> [EXTRACT]

* * *

[PATCH 1 of 5 V5] dirstate: rename the dirstate parsing and packing methods

Laurent Charignon lcharignon at fb.com
Sat Dec 19 11:34:53 CST 2015


> On Dec 19, 2015, at 12:44 AM, Laurent Charignon <lcharignon at fb.com> wrote:
> 
> Thanks Matt and Yuya! I will benchmark it on the same repo as Durham to see the numbers because it seems to contradict the order of magnitude that Durham had. I will send a V6 next week.

Thanks Yuya for the Pro-Tip to quickly benchmark an individual function, I had no idea how to do that well before.

I can reproduce Durham's number on our large repos with Yuya's python code: ~350ms for building the map.
However, it looks like computing the non-normal map in C on the same big repo would cost ~20ms, that's a big win, so, I will follow Matt's plan!

Thanks,

Laurent 

> 
> Thanks,
> 
> Laurent
> 
> Sent from my iPhone
> 
>> On Dec 18, 2015, at 10:39 PM, Yuya Nishihara <yuya at tcha.org> wrote:
>> 
>> On Sat, 19 Dec 2015 03:14:06 +0000, Laurent Charignon wrote:
>>>> On Dec 18, 2015, at 3:02 PM, Matt Mackall <mpm at selenic.com> wrote:
>>>>> On Thu, 2015-12-17 at 15:44 -0800, Laurent Charignon wrote:
>>>>> # HG changeset patch
>>>>> # User Laurent Charignon <lcharignon at fb.com>
>>>>> # Date 1450380353 28800
>>>>> #      Thu Dec 17 11:25:53 2015 -0800
>>>>> # Node ID 44eafafb98c9d24bdff7d6c46213ffe2cf8edc8d
>>>>> # Parent 7e8a883da1711008262150bb6f64131812de3e0b
>>>>> dirstate: rename the dirstate parsing and packing methods
>>>> 
>>>> Explodes my hg on apply. The pure/ code is not available for fallback
>>>> unless the C module doesn't exist at all, fallback doesn't happen on a
>>>> function by function basis.
>>>> 
>>>> Consider this strategy:
>>>> 
>>>> - don't touch parse_dirstate
>>>> - don't touch the read/write methods
>>>> - add a simple Python func (in dirstate, not pure) to build
>>>> nonnormalmap from map
>>>> - attach this to a propertycache so we only build it when needed
>>>> - add a C version of that function in parsers
>>>> - add a clause in Python function to call C function if available
>>> 
>>> Thanks for the review.

* * *

> [RECORDS]
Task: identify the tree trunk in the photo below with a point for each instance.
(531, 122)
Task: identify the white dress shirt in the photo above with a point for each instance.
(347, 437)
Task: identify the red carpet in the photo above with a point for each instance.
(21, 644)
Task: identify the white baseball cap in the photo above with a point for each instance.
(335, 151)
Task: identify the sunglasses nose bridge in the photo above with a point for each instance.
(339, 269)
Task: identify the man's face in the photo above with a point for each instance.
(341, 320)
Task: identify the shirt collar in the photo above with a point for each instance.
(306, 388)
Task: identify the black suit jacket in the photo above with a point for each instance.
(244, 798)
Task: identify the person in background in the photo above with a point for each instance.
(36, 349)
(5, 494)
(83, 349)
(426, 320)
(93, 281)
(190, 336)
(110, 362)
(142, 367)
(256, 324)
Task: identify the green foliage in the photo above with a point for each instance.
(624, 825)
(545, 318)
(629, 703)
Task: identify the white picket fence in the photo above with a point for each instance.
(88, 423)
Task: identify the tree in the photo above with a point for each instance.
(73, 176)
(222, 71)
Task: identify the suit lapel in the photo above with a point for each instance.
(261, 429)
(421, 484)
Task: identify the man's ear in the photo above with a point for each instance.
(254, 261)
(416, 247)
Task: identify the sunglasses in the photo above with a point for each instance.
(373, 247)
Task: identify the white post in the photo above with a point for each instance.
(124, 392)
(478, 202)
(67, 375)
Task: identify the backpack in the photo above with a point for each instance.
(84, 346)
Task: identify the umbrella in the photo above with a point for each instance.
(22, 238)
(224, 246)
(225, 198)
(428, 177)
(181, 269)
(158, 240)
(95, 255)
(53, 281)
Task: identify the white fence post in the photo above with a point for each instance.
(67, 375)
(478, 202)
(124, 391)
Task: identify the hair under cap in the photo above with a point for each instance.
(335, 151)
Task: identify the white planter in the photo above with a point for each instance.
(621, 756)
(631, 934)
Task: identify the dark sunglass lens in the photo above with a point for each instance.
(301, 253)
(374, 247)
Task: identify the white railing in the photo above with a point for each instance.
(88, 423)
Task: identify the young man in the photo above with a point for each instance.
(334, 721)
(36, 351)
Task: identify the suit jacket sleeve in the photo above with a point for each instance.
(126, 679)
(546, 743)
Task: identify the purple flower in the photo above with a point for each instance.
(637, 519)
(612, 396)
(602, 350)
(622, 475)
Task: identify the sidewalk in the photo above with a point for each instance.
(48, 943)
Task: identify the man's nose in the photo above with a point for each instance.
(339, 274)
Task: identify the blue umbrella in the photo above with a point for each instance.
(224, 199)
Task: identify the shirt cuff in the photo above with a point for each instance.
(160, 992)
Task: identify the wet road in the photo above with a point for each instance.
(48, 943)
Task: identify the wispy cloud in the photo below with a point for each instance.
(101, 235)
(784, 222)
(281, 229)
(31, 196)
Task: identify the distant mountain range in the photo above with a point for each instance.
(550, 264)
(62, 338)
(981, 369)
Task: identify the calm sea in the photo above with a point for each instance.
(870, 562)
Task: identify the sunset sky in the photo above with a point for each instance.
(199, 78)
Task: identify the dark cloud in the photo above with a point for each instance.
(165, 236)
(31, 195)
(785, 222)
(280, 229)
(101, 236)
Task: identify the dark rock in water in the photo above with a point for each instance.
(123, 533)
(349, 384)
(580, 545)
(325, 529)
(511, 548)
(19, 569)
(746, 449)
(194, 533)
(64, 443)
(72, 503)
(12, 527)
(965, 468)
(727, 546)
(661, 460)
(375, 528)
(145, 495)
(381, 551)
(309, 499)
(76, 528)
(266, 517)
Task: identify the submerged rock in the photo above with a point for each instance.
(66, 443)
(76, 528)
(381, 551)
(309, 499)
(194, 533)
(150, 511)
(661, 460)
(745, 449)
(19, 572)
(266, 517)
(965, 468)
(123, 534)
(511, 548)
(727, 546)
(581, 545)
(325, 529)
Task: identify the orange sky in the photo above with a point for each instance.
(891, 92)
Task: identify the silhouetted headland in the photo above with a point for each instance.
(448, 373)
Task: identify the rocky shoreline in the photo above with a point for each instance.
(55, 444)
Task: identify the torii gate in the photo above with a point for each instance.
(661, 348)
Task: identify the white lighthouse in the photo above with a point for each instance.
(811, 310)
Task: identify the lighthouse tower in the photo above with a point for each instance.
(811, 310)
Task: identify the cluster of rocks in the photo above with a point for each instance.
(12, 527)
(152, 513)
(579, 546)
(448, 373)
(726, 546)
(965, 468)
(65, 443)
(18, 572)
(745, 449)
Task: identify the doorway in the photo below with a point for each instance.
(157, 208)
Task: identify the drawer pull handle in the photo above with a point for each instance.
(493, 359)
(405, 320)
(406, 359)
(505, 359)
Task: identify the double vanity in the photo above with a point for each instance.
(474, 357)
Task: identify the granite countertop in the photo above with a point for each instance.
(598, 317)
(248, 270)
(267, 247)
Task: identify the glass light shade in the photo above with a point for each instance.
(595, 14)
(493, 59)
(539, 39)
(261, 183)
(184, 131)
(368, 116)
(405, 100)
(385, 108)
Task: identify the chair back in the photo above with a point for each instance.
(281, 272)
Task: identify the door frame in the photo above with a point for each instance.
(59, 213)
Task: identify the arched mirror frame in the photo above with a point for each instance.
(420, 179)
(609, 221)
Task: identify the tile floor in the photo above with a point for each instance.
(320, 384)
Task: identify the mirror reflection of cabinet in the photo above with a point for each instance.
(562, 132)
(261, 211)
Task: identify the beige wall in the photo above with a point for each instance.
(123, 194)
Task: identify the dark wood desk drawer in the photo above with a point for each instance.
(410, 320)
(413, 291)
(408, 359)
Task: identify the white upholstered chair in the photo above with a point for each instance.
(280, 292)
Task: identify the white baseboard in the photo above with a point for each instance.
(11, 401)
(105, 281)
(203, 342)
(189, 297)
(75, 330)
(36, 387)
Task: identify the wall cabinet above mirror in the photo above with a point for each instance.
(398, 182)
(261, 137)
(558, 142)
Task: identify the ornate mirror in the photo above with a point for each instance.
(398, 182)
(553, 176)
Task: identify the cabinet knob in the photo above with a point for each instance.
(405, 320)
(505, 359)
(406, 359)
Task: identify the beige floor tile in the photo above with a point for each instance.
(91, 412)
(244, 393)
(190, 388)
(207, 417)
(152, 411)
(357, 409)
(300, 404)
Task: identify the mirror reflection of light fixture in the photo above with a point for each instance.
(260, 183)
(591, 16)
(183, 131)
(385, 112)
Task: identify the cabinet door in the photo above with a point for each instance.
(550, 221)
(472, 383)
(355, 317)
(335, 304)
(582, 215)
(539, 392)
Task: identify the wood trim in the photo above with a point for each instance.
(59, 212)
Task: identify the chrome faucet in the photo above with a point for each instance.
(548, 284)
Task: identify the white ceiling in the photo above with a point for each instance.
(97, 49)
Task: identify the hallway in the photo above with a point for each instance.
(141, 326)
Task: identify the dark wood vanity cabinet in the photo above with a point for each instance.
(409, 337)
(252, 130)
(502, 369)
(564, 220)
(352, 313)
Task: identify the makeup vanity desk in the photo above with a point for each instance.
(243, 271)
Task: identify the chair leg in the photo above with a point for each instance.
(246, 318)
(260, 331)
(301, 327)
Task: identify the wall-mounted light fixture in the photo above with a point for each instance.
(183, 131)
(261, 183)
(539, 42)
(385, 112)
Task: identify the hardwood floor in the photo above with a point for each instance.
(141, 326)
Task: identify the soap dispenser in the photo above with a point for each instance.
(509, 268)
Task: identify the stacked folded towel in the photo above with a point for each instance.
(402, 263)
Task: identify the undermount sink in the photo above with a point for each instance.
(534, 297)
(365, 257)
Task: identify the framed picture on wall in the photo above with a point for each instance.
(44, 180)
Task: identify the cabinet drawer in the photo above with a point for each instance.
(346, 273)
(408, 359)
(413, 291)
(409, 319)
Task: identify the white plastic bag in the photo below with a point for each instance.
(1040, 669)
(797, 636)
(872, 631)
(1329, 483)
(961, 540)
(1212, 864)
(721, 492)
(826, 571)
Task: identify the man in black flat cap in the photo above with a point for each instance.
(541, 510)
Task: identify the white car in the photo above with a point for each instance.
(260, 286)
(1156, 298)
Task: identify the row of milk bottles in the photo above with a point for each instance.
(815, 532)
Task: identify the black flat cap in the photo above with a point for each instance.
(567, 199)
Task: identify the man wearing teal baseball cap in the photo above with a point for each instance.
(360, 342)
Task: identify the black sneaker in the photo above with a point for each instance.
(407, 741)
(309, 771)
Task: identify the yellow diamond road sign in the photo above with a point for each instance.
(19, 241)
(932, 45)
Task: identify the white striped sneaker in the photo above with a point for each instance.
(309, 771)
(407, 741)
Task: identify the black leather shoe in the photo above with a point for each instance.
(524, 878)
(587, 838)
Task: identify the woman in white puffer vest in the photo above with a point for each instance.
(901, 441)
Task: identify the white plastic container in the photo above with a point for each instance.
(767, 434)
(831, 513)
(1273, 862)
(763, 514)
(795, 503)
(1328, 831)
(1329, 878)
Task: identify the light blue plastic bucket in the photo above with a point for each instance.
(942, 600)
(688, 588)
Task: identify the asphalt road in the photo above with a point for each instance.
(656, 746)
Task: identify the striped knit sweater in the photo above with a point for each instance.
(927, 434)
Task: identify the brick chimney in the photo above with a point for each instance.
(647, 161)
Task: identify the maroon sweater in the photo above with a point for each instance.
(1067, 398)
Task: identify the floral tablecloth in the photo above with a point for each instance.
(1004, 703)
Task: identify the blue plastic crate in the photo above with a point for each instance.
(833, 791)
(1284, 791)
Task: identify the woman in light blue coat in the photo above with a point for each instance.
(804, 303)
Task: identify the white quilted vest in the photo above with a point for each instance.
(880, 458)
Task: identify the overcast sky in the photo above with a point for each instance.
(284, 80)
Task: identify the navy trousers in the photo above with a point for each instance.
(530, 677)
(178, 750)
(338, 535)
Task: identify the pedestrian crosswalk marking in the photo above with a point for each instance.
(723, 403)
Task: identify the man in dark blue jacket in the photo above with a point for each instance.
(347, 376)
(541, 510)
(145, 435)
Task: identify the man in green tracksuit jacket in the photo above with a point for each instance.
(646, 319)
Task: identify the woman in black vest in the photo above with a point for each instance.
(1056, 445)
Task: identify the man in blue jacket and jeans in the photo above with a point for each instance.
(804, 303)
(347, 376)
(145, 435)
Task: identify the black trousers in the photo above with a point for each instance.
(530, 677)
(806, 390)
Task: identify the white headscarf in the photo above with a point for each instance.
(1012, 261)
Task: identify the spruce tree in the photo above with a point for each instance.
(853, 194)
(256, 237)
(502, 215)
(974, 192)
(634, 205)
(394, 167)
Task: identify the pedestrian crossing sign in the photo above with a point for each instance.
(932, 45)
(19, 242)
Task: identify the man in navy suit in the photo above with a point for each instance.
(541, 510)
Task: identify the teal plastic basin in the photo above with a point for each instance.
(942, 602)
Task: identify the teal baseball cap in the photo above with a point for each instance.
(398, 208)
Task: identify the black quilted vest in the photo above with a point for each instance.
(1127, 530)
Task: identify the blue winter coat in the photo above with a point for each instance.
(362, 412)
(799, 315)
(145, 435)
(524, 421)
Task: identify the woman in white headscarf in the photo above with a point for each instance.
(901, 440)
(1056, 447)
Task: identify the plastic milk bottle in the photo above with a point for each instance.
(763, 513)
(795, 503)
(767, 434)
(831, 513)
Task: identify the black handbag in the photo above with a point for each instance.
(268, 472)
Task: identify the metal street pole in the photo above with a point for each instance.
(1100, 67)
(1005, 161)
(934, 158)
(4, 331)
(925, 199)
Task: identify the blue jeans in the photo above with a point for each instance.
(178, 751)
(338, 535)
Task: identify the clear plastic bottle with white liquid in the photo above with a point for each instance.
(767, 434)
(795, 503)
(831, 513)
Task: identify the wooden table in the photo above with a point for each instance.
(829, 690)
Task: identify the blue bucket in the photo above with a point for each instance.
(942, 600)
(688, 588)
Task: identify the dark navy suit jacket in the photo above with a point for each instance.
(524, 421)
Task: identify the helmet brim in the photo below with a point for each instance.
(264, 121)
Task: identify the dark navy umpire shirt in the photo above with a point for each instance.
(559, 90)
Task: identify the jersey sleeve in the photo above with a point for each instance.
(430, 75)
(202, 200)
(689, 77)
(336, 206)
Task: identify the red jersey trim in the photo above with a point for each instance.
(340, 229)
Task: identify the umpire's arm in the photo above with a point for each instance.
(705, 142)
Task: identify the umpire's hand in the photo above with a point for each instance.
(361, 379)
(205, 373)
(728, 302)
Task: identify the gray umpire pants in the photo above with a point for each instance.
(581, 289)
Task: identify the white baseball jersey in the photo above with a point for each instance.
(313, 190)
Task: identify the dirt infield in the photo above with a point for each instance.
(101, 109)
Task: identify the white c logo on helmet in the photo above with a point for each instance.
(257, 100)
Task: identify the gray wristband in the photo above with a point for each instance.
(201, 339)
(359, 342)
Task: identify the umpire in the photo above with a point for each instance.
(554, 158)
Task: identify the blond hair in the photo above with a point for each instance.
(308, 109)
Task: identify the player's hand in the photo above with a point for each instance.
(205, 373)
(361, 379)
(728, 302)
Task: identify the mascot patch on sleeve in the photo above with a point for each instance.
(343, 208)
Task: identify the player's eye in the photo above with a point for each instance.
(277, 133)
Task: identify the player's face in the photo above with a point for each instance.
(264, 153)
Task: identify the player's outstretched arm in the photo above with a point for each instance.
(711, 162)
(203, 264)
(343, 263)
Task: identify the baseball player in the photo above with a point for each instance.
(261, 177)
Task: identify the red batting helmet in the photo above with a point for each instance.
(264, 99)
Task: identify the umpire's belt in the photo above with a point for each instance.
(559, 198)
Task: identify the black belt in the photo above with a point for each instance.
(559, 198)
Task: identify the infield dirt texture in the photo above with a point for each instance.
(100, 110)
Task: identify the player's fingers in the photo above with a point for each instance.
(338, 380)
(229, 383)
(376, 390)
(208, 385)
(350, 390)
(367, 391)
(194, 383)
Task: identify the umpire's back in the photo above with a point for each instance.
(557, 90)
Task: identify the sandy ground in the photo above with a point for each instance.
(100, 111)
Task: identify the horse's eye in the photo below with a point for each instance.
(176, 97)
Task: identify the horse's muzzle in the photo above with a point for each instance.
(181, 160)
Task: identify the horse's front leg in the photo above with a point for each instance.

* * *

> [REQUESTS]
1. In the dirstate patch thread, how long does building the map take on the large repos when using Yuya's Python code?
2. Extend the dirstate patch thread, starting right after its last line.

> [ANSWERS TO THE PROBLEMS]
1. About 350ms.

2.
>>> 
>>> Your solution should work but it forces us to pick one of the following way
>>> build the non-normal map:
>>> 1) build the non-normal map from map (ad you suggest)
>>> 2) parse the dirstate file again
>>> 
>>> Both 1) and 2) come at a performance cost that is prohibitive according to
>>> Durham's first email on the topic sent to the list.
>>> The time breakdown he sent was:
>>> "A) parsing the data (370ms)
>>> B) iterating over the dirstate looking for added/removed/lookup files (350ms)
>>> C) 100ms of GC time
>>> D) 60ms of reading the raw data off disk"
>>> 
>>> The goal of this series was to eliminate the cost of B by increasing the cost
>>> of A a little bit.
>>> If we go with 1) or 2), it comes down to cutting ~350ms and adding either
>>> ~350ms or ~370ms.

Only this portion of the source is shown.